# start of THE DATA

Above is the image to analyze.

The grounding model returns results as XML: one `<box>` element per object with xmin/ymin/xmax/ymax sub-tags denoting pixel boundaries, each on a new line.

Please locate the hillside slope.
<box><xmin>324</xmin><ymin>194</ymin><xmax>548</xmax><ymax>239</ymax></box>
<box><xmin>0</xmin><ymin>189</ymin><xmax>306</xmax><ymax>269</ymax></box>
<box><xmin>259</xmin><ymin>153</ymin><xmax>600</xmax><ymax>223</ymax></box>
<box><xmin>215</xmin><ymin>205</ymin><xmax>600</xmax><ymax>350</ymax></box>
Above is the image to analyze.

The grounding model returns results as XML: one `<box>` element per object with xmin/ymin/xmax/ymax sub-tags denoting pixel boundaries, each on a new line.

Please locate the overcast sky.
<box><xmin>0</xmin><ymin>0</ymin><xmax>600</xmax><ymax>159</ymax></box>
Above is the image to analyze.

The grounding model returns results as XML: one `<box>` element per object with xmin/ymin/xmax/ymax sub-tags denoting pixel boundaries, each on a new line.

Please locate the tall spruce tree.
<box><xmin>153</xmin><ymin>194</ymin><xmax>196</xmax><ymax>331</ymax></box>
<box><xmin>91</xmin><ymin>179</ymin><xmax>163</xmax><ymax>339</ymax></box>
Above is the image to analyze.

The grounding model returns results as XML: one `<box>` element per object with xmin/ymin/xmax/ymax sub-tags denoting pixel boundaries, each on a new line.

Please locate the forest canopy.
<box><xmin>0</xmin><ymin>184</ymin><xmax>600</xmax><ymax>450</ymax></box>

# end of THE DATA

* WORK INSTRUCTIONS
Convert every item above into a two-column CSV with the headers "prompt" and "boxes", giving one row per item. Place each item's text and its answer in a single quoted field, and replace every line break with a space.

* COMPLETED EXERCISE
prompt,boxes
"Above is the image to analyze. The grounding model returns results as XML: one `<box>` element per object with xmin/ymin/xmax/ymax sub-tags denoting pixel boundaries, each on a new line. Please locate the hillside slope.","<box><xmin>324</xmin><ymin>194</ymin><xmax>548</xmax><ymax>239</ymax></box> <box><xmin>0</xmin><ymin>189</ymin><xmax>306</xmax><ymax>269</ymax></box> <box><xmin>259</xmin><ymin>153</ymin><xmax>600</xmax><ymax>223</ymax></box> <box><xmin>215</xmin><ymin>205</ymin><xmax>600</xmax><ymax>350</ymax></box>"
"Above is the image to analyze. The grounding model returns results as XML: one `<box>` element per object with xmin/ymin/xmax/ymax sub-tags denoting pixel boundaries, each on a new line. Please locate the overcast sky.","<box><xmin>0</xmin><ymin>0</ymin><xmax>600</xmax><ymax>159</ymax></box>"
"Above is the image to analyze. The grounding model returns results as XML: one `<box>` element per object with xmin/ymin/xmax/ymax sub-tags denoting pixel boundaries, each on a new line. Please locate the tall spruce tree.","<box><xmin>153</xmin><ymin>194</ymin><xmax>196</xmax><ymax>331</ymax></box> <box><xmin>91</xmin><ymin>179</ymin><xmax>163</xmax><ymax>339</ymax></box>"
"Above is the image to analyze. The grounding model returns results as XML: one `<box>` element per object with xmin/ymin/xmax/ymax sub-tags denoting pixel boundaries, each on a new line. Please locate the forest canopy.","<box><xmin>0</xmin><ymin>184</ymin><xmax>600</xmax><ymax>450</ymax></box>"